[START Source passage]

Chambers of Commerce say a sustainable statewide approach must be found during 2020 Legislative Session
Denver, Colorado (January 31, 2020) – Today’s report card by the Colorado Section of the American Society of Civil Engineers (ASCE) further shows what we all know — the disrepair of Colorado’s transportation infrastructure is in need of a permanent funding solution.
“The ACSE report card should give our state leaders pause and spur them to take substantive action to address our state’s transportation funding crisis,” says Sandra Hagen Solin, spokesperson for Fix Colorado Roads, a coalition of business leaders across the state committed to smart, innovative transportation funding that provides for future economic growth and success for all of Colorado.
“Now is the time to commit to coming together with a well-balanced package. Colorado has added more than half a million to our population in the last decade. That means more drivers, and more wear and tear on our already inadequate transportation system,” said Hagen Solin.
According to ASCE, Colorado drivers pay 13 percent less, at .22 cents a gallon, than the national average per gallon for gas taxes. “We believe adjusting this to meet our state’s current population needs, while also looking to increase fees on electric vehicles and ride-share services will produce a fair mechanism to fund transportation infrastructure in the long term,” continues Hagen Solin.
With transportation as a key focus for the 72nd General Assembly, Fix Colorado Roads supports a legislative package that includes new and equitable funding sources — not only from those driving gas-fueled vehicles, but also electrical vehicles; and continuing general fund funding and future bonding.

[END Source passage]
[START Material]

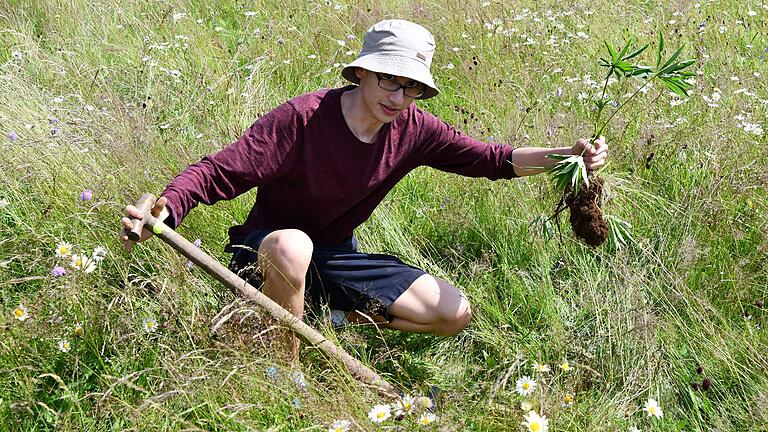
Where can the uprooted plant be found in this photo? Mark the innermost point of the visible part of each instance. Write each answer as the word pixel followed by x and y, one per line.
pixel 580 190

[END Material]
[START Material]

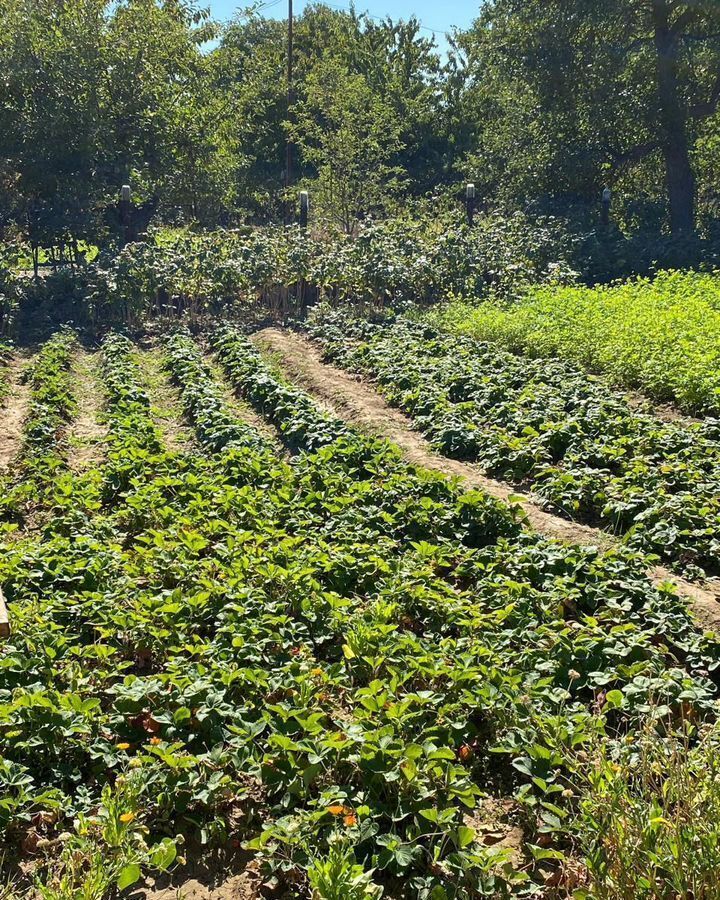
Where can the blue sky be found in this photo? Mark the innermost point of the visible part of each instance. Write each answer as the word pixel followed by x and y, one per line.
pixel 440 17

[END Material]

:: Your tasks ::
- A) In the press release on Colorado transportation funding, which measures does Hagen Solin say would produce a fair long-term mechanism to fund transportation infrastructure? List each one.
- B) According to the press release on Colorado transportation funding, how much has Colorado's population grown in the last decade?

:: Worked answers ::
- A)
- Adjusting the gas tax to meet the state's current population needs
- Increasing fees on electric vehicles
- Increasing fees on ride-share services

- B) By more than half a million.